**Description of the task:** Could you reproduce the line where "honestly just need someone to tell me where the tuft" occurs and all lines after it in the listing below, through the final one, without changing anything?

**The input:**
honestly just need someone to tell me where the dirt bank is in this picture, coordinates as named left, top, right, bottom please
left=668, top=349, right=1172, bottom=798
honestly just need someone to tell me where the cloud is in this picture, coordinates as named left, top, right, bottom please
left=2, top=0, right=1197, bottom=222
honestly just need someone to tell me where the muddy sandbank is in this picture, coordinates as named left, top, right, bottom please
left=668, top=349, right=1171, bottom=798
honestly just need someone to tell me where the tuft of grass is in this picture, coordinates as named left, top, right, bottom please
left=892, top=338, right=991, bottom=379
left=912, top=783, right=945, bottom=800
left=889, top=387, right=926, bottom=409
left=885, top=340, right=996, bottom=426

**Response area:**
honestly just need someone to tell me where the tuft of grass is in this picture, coordinates as named left, top, right, bottom please
left=892, top=338, right=991, bottom=379
left=912, top=783, right=945, bottom=800
left=889, top=387, right=926, bottom=409
left=885, top=340, right=996, bottom=426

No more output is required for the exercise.